◆ **Dataset extract**
(begin)

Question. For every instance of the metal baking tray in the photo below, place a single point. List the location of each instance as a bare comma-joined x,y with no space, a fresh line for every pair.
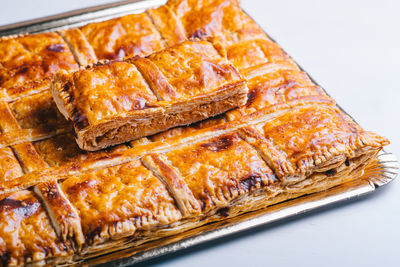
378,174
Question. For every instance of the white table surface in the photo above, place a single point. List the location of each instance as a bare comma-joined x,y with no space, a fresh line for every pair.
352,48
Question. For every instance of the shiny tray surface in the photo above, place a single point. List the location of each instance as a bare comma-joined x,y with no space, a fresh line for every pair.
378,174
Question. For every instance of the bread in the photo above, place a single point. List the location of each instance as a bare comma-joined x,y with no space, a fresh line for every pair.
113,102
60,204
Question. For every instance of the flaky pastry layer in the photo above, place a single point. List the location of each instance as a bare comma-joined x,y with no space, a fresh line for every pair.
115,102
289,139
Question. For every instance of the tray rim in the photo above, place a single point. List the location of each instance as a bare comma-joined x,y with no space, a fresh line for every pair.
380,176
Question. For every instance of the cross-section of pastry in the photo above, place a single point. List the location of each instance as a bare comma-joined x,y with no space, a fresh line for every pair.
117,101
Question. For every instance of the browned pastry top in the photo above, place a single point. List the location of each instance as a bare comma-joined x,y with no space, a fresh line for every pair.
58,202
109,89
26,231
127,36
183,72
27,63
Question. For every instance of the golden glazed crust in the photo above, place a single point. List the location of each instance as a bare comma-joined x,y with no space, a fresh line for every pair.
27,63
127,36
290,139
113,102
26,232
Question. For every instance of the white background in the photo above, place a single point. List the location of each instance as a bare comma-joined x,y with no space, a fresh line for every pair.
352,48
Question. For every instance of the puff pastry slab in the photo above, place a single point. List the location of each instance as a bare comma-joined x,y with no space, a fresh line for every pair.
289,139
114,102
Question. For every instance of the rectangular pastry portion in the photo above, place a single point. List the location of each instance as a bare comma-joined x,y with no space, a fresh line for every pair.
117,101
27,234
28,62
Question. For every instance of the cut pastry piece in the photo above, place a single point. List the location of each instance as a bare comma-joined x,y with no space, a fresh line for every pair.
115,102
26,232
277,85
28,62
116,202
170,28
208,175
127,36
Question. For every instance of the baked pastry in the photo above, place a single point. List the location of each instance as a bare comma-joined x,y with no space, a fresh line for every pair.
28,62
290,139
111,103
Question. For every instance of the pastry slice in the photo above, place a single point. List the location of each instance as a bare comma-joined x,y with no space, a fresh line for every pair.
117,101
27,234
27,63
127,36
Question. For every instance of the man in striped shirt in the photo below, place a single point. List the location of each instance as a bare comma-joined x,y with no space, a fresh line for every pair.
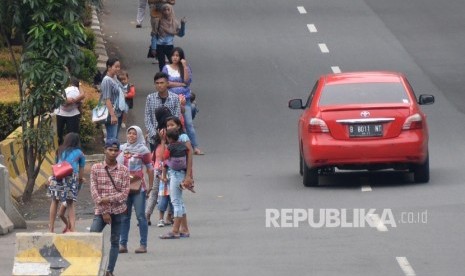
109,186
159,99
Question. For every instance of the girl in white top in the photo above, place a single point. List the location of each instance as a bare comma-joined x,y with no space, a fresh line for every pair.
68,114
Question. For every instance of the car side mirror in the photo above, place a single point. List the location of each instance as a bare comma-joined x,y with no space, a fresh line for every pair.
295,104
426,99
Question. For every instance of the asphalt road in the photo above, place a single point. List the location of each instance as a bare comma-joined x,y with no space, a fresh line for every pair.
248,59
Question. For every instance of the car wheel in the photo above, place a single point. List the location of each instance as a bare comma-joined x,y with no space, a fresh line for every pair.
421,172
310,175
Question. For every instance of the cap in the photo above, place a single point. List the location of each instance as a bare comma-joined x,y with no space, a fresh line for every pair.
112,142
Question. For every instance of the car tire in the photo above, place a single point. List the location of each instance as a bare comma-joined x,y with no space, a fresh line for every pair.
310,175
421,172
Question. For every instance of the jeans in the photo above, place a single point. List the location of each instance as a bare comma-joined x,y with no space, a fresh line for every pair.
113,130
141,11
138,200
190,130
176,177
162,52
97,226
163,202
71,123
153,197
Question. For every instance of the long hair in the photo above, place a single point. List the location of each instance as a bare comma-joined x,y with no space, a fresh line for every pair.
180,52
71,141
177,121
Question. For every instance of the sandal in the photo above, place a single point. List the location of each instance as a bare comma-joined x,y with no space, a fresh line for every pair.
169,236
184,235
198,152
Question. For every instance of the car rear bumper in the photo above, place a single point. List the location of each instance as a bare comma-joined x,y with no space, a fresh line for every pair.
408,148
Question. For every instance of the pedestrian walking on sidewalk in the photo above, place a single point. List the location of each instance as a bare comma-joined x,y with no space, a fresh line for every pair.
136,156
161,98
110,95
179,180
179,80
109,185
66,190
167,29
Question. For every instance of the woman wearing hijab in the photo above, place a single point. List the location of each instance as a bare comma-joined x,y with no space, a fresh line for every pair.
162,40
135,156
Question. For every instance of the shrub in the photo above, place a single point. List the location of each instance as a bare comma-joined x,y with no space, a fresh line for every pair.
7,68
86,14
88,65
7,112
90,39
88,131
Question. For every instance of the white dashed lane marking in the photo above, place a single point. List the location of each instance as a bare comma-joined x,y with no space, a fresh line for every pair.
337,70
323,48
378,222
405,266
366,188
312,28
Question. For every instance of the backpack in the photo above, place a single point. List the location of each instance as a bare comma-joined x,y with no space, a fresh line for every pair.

(end)

◆ **Exercise requirements**
All of the records need repeating exactly, except for the pictures.

◆ **Written solution**
Question. For every instance of the metal baking tray in the photo below, place a single point. List the location of each instance as a bare comma-joined x,y with no space, a fresh line for every pair.
378,174
Question. For every instance of the white table surface in the photo above, place a single point. List the location of each instance as a bare comma-joined x,y with no space, a fresh line for every pair.
352,48
Question. For every instance of the shiny tray surface in the photo above, place a single point. List the location of each instance as a bare comma-joined x,y with no space, a fresh line for every pair.
378,174
Question. For every instance of the bread in the photo above, place a single point. List the location of each instance as a bare comma-joined x,y with no space, a fresh line for every pair.
113,102
60,204
Question. For every instance of the flaky pastry layer in the photo above, place a single point. List the location of each instance as a bare comma-joined x,y with no space, a fresh line for every pair.
115,102
289,139
Question. For every instance of the tray rim in the photo above, place a single point. List the location of each instance as a bare comma-joined x,y with no space, a fresh line for every pair.
380,176
Question. For every instance of the cross-section of pastry in the photo above, place a single point. List the location of each instance as a bare comma-joined x,y with no space, a fresh line for every pair.
117,101
Question. For every instance of the browned pastry top in the photo above, place a single point. List the location of each instance as a bare comma-joined x,y with no space, a fresh line for every pair.
58,202
109,89
26,231
127,36
183,72
27,63
Question. For every instance of the golden glazed crust in the photo above, place a single point. List the location of each instance as a bare comma-joined x,y with no space, a fresh line for every pair.
27,63
127,36
290,139
113,102
26,232
Question. For every instance of the white background in the photo above, place a single point. List the location of each instance as a bare comma-joined x,y with no space, a fresh line for every pair.
352,48
Question. For every instance of the puff pastry slab in the photo above, place a single point. List the location of each instance as a bare comma-joined x,y with no space, a fresh line for every pair.
289,139
114,102
Question. For every instance of the rectangular pastry portion in the photo above, place a single point. List the location of each instance as a bare comma-joined x,y with no space, a fresh line for every pair.
117,101
27,234
28,62
Question. For every instance of the cut pastry piece in the photo above, place a single point. List the location of each instance as a bare comma-joined x,y with no space, a fresh line for every pair.
115,102
26,232
277,85
28,62
116,202
170,28
208,175
127,36
Question. For every instance of the baked pastry in the photo above, place a single point. List the location of each instance as a bare comma-joined x,y with no space, a fresh line for every pair.
28,62
290,139
111,103
Question. For every instance of the pastry slice in the photo above, place a single point. List the location of each instance as a bare comma-joined x,y with no space, a fresh line for every pair.
117,101
27,234
27,63
127,36
Question. For every instance of the man in striped shirt in the photo below, place a single point. List the location of each instance as a bare comma-joined x,y with no space, a fresh line for every pair.
109,186
159,99
Question. For every instance of the girl in white top in the photo above, place a single point. List the location of each instance as a bare comma-joined x,y with no space, a fresh line for every pair.
68,114
Question. For every instance of the car side mirror in the photo above, place a single point. List the location of each instance as a bare comma-joined x,y with no space, a fresh line for every pair.
295,104
426,99
Question. For every instance of the asphalt road in the photo above, place a single point. List the location of each instance as a bare comma-joined x,y with no space, a fresh line for every pair.
248,59
Question. For every instance of the car wheel in the photo above, place a single point. List the location of each instance as a bare comma-joined x,y with no space, a fresh line for every pair.
421,172
310,175
Question. For every instance of the cap in the photo above, place a single point. List the location of each instance as a bare comma-joined x,y with no space, a fresh line for every pair.
112,142
Question. For every instance of the car tire in the photo above, place a single point. List the location of each instance as a bare comma-joined x,y with no space, a fresh line for every pair.
310,175
421,172
Question. For every instance of the jeans in the photo above, place a single point. List the location of each instance as a bare comma-joined x,y with no space, a fresh line for every pair.
113,130
141,11
138,200
190,130
176,177
162,52
97,226
163,202
71,123
153,197
Question. For every instance of the long hair in the photo above, place a single point. List the location of each instance as a bare comma-joined x,y with no space, a fresh line for every pair.
180,52
71,141
177,121
Question. For every instance of the sandal in the photo above, place a single point. List the location of each instance as a bare comma-joined x,y with no space, a fresh line for every pair.
169,236
184,235
198,152
Question. For every instance of the car rear bumper in the photo above, place a single point. List the location of each instance as a bare comma-joined x,y with no space, a fresh line for every pair.
408,148
Question. For every instance of the pedestrian walking on sidewalk in the photo above, place a single point. List the location of each instance as a bare comma-joined x,y with no space, a fresh line for every pair.
136,156
161,98
110,95
179,180
179,80
109,185
66,190
167,29
Question. For every instance of the woman wearing hijab in the photo above, place a single point. List the location of each instance as a bare comma-joined x,y with no space, a fresh line for every pair.
162,40
135,156
Question. For every instance of the shrub in the photo above, place a single point. List the location of each instance as a bare comma-joined x,y with no space, a fresh line for every pair.
7,68
86,14
88,65
7,112
90,39
88,131
Question. For every instance of the white dashed lane marking in the photo above, place a single point. List the location of each instance as a bare comma-joined x,y with no space, a fresh line for every pair.
337,70
323,48
378,222
405,266
366,188
312,28
Question. For every instance of the backpack in the photo above, place a single point. List the location of each instance as a bare comma-joined x,y with no space, a fresh line for every pair.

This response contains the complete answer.